━━━━━ Texte fourni

Les « off » de Wauquiez ont donné lieu à une avalanche de commentaires, offusqués pour les uns, goguenards pour les autres. Certains se sont félicités de cet accès involontaire de « parler vrai » tandis que d’autres ont joué les vierges effarouchées, en volant au secours des personnalités calomniées et des médias accusés d’édulcorer les discours.
Personne ne semble s’être rendu compte, qu’au milieu de propos vulgaires mais somme toute assez banals, le président des Républicains lâchait une bombe.
Reconnaître à Angela Merkel le charisme d’une retraitée est-allemande en birkenchtoc, peindre Trudeau comme le « Oui Oui » du mainstream ou rappeler que les députés d’En Marche semblent politiquement aussi consistants que les Anges de la télé-réalité n’est transgressif que dans la forme.
Dans le fond, Wauquiez ne nous apprend rien que l’on ne sache déjà sinon qu’il est capable d’être grossier, méprisant et terriblement… naïf.
Wauquiez qui dénonce le double langage, c’est Tartuffe qui peste contre l’hypocrisie tant ce dernier semble, en général, parfaitement à l’aise dans cette gluante matière qu’il appelle lui-même le « bullshit » médiatique. Notre Trump malgré lui n’aurait rien dit de très politique s’il n’avait déposé devant nous sa lettre volée. Personne ne l’a remarqué. Personne n’a songer à la décacheter. Pourtant, son contenu est stupéfiant
Au milieu du déballage de ce misérable tas de petits secrets de polichinelles, le professeur vacataire de l’EM Lyon a tenu des propos qui auraient dû nous alarmer : « Je ne suis pas un adepte de la théorie du complot mais je pense qu’il est assez vraisemblable que, dans les 3 à 4 ans, ça va péter très très mal et très très dur. » Passons sur la grammaire de Youtubeur de cet agrégé d’Histoire, de telles déclarations, dans la bouche d’un chef de parti, devrait nous faire sinon frémir, du moins réagir.

━━━━━━━━━━
━━━━━ Matériel fourni

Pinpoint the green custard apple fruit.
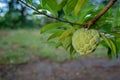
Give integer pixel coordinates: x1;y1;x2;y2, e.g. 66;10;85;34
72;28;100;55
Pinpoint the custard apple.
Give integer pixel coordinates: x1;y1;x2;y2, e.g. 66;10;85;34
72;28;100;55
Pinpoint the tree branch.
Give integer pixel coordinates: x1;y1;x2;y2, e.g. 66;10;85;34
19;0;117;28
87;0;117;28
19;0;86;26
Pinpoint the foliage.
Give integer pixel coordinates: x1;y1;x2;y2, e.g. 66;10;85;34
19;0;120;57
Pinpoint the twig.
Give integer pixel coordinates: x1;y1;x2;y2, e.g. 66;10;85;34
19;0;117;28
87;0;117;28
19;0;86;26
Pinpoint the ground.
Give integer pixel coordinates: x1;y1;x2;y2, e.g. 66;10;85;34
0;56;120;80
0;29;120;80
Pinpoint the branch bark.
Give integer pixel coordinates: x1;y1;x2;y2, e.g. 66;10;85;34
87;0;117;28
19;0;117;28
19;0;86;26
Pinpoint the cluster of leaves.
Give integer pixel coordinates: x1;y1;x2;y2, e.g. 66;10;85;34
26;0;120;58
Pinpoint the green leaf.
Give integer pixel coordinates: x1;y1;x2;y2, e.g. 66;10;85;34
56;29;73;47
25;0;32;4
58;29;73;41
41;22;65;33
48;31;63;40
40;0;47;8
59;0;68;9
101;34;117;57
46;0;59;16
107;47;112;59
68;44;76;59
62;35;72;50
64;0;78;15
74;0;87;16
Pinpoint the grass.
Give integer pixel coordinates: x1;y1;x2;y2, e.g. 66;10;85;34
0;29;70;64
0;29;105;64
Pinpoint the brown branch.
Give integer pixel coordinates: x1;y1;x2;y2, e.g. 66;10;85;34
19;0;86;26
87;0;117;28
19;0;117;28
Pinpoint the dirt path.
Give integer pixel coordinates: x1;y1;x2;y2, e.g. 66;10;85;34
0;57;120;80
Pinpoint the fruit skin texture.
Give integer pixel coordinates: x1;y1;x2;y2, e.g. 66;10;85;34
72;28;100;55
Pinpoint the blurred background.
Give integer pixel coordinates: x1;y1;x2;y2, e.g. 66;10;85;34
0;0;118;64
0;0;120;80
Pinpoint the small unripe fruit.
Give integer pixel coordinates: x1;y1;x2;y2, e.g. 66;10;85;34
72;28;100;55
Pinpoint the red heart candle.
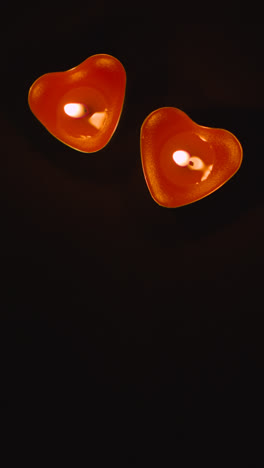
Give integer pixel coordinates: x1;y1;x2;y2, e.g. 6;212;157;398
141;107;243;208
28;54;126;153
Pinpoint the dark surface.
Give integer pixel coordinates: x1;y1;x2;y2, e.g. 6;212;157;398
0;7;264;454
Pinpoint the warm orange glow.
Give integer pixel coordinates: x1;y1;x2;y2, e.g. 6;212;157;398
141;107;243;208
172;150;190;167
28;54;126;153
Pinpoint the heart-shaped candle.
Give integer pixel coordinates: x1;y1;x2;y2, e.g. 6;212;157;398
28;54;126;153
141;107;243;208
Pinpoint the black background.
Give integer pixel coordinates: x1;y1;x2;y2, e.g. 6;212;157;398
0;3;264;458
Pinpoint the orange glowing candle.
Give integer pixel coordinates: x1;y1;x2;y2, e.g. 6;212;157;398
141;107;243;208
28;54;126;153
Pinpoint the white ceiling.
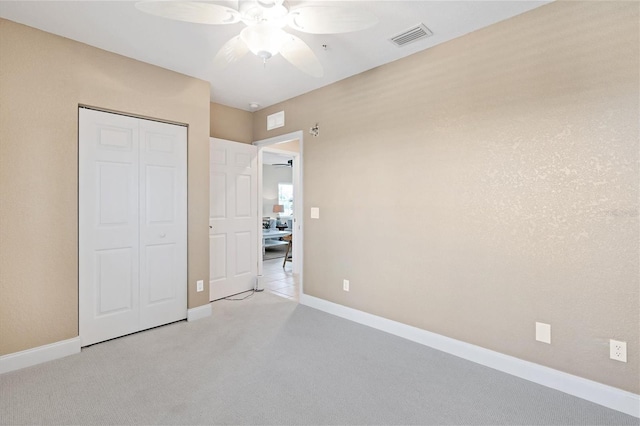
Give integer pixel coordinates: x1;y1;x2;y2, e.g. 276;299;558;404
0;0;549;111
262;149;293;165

━━━━━━━━━━

Consigne de travail: Veuillez donner la suite du texte sur les propos « off » de Wauquiez, en commençant après sa dernière phrase. Cette liste provient d'une source différente.

Réponse attendue:
Ils sont d’autant moins anodins qu’ils font écho aux prophéties de l’ex patron de la DGSI, Patrick Calvar, qui déclarait, en juin 2016, devant les parlementaires de la Commission d’enquête des attentats du 13 novembre : « Nous sommes au bord de la guerre civile. »
Que le plus pur produit de la nomenclature française redoute des troubles très graves et que l’ordre public puisse sinon céder demain, du moins être gravement mis à mal par des attentats, voilà qui n’a rien d’anodin.
« Ça va péter » : En vendant la mèche, Waquiez aurait dû mettre le feu aux poudres. D’ailleurs, interrogé par Ruth Elkrief, le principal intéressé s’est dit surpris que ces propos alarmistes ne suscitent aucune interrogation.
La France va péter mais encore. Qu’a donc voulu dire exactement Laurent Waquiez ? Anticipe-t-il seulement des attentats ou bien également des réactions incontrôlées et incontrôlables à ces attaques ? Craint-il des affrontements entre communautés ? On n’en saura pas plus tant les commentateurs obnubilés par l’accessoire manque l’essentiel. Tant les acteurs d’une époque de buzz ignorent les trends. Wauquiez dit aux Gaulois que le ciel va leur tomber sur la tête et ces derniers s’intéressent au temps qu’il va faire ce week-end.
La querelle sur le sexe des anges à la veille de la chute de Constantinople, Louis XVI notant « rien » dans son journal de bord au retour d’une chasse infructueuse le 14 juillet 1789, les événements les plus fracassants de l’histoire arrivent toujours à bas bruit. Surtout pour ceux qui se bouchent les oreilles.